> **Directions**: State how many lines in the listing below contain the string "cracked", treating uppercase and lowercase letters as distinct. Reply with the number alone.

> **Given records**:
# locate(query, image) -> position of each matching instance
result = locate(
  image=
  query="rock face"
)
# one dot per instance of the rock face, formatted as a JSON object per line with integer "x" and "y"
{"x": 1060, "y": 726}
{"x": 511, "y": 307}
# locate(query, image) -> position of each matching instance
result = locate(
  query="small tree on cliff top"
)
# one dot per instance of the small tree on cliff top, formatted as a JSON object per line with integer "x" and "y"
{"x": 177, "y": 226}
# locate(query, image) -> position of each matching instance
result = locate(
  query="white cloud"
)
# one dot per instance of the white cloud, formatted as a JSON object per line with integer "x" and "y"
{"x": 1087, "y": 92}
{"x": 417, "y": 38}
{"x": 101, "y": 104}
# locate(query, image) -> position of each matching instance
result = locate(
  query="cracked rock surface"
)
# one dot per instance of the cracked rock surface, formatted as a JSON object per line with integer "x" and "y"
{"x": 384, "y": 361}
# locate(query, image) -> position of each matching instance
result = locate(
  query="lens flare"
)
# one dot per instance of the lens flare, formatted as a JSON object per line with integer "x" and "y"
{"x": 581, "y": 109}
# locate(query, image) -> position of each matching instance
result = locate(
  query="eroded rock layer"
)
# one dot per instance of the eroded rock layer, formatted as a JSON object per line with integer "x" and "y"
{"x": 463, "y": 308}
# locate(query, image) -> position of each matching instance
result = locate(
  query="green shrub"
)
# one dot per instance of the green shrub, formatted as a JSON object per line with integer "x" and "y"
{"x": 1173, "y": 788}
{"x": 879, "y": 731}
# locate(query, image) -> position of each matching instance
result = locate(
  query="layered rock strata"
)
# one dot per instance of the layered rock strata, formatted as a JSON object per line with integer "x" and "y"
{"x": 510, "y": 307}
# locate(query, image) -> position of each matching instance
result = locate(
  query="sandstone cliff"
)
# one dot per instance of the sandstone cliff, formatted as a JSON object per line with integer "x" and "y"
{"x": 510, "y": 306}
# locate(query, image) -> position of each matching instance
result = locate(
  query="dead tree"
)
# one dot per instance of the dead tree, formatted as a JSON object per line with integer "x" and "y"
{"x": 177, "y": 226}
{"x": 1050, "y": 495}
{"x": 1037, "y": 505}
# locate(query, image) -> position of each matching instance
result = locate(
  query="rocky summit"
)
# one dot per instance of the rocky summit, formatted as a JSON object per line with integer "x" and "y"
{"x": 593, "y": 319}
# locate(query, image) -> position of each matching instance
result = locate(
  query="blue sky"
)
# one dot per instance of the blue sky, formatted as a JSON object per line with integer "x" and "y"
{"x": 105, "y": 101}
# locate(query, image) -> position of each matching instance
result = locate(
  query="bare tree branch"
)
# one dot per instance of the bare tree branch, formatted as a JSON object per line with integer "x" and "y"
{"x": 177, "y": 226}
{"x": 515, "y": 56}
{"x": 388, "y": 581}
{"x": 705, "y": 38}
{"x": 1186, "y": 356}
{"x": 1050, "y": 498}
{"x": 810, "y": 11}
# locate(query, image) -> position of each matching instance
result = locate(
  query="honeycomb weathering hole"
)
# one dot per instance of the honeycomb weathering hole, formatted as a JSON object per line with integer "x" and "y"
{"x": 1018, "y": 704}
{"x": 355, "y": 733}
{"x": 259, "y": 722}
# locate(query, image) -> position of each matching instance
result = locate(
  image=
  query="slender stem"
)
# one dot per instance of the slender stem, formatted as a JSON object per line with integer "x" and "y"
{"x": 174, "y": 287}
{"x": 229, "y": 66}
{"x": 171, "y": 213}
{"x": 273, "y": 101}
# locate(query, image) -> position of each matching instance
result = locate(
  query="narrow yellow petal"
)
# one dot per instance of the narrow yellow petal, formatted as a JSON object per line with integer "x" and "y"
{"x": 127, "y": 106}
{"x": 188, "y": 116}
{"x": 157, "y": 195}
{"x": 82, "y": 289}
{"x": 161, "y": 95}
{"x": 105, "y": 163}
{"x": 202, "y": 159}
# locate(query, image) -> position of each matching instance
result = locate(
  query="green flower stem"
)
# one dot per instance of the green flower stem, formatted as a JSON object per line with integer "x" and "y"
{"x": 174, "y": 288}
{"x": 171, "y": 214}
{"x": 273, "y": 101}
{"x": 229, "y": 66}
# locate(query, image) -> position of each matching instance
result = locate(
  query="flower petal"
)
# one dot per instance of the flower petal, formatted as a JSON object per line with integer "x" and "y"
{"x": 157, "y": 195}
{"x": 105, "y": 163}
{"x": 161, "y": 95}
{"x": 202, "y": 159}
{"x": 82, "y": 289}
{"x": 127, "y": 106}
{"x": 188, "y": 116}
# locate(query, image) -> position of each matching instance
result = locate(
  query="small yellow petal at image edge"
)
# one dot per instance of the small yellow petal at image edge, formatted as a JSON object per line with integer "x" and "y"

> **Response**: 2